■ **TASK STATEMENT**
Output the data below verbatim, every line in its original order.
++++ PROVIDED MATERIAL ++++
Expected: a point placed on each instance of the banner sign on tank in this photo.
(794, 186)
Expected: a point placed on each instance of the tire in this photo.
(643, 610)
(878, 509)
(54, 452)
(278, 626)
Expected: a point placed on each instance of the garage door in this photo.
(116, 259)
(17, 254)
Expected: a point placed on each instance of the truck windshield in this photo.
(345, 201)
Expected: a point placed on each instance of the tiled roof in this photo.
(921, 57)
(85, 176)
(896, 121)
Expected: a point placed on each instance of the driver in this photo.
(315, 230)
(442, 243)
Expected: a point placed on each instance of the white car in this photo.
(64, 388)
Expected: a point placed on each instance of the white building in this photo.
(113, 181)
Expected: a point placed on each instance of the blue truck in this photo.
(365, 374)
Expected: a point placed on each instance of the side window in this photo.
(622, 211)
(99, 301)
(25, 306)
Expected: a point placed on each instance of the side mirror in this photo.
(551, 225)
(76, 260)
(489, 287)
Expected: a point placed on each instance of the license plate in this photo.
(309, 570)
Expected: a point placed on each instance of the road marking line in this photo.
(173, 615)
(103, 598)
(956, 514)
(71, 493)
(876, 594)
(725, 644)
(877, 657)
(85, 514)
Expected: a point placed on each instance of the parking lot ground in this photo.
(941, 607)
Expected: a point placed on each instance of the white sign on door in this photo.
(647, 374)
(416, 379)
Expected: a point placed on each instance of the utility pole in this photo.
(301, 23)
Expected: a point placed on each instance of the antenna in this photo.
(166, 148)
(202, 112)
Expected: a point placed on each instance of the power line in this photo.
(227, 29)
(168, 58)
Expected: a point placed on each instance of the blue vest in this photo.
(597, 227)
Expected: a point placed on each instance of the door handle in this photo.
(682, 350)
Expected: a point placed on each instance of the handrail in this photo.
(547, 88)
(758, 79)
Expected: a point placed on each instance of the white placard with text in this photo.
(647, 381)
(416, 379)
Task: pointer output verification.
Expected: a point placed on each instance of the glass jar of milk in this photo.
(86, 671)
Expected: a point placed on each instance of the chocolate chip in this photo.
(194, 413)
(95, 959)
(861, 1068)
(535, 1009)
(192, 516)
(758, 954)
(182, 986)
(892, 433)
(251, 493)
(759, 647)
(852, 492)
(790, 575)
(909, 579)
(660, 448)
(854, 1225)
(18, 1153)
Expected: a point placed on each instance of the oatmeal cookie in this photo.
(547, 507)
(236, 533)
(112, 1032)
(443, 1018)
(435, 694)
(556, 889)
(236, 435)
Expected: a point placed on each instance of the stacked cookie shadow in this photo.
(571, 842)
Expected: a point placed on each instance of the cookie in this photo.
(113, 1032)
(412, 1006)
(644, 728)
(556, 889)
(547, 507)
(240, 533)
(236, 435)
++++
■ **RESULT OF THE EXERCISE**
Expected: a point placed on each instance of the banner sign on tank in this photo.
(794, 186)
Expected: a point placed on each instance of the tire in this photo.
(643, 610)
(878, 509)
(54, 452)
(278, 626)
Expected: a point placed on each instance of the garage door in this photo.
(116, 259)
(17, 254)
Expected: a point placed on each instance of the truck windshield in this photo.
(345, 201)
Expected: a point placed on each instance of the tiled roof in this photo.
(921, 57)
(85, 176)
(896, 121)
Expected: a point placed on each instance of the driver in this photo.
(315, 230)
(442, 243)
Expected: a point placed on each instance of the white car in this photo.
(64, 388)
Expected: a point placed on each instance of the white building in this photo.
(113, 181)
Expected: a point placed on each instance of the blue truck in this photo.
(365, 374)
Expected: a point placed on each instance of the side window in this photo.
(622, 211)
(99, 301)
(25, 306)
Expected: a point placed on each instance of the side mirror in this photo.
(551, 225)
(76, 260)
(489, 287)
Expected: a point placed on each instance of the license plate in this photo.
(309, 570)
Expected: a point placed on each instance of the road marking line in this photo.
(173, 615)
(103, 598)
(956, 514)
(71, 493)
(876, 594)
(725, 644)
(877, 657)
(85, 514)
Expected: a point placed on each instance of the parking lot ground in this photo.
(941, 607)
Expected: a point placed on each instance of the white sign on door in this photo.
(647, 374)
(416, 379)
Expected: a point placed on each instance of the utility pole in this photo.
(301, 23)
Expected: a point placed on each instance of the antenna in this photo.
(166, 148)
(202, 112)
Expected: a point placed on each instance of the power line in this photo.
(227, 29)
(168, 58)
Expected: a point placed on each instance of the blue vest in this photo.
(597, 227)
Expected: a point placed on each instance of the door handle in this photo.
(682, 350)
Expected: a point placed on each instance of the handrail in this photo.
(547, 88)
(758, 79)
Expected: a point placed on each instance of the white placard with text in this photo.
(647, 381)
(416, 379)
Task: pointer output verification.
Expected: a point placed on each instance of the glass jar of milk in this photo.
(86, 671)
Expected: a point placed on each instance of the chocolate chip in this photo.
(194, 413)
(95, 959)
(861, 1068)
(535, 1009)
(192, 516)
(758, 954)
(182, 986)
(892, 433)
(251, 493)
(759, 647)
(852, 492)
(790, 575)
(909, 579)
(660, 448)
(854, 1225)
(18, 1153)
Expected: a point placed on each instance of the oatmeal cookie in this photo.
(547, 507)
(236, 533)
(112, 1032)
(443, 1018)
(435, 694)
(556, 889)
(236, 435)
Expected: a point placed on each instance of the stacked cookie shadow in this photo.
(571, 842)
Expected: a point placed on each instance of the cookie in this photo.
(113, 1032)
(412, 1006)
(644, 728)
(556, 889)
(547, 507)
(240, 533)
(236, 435)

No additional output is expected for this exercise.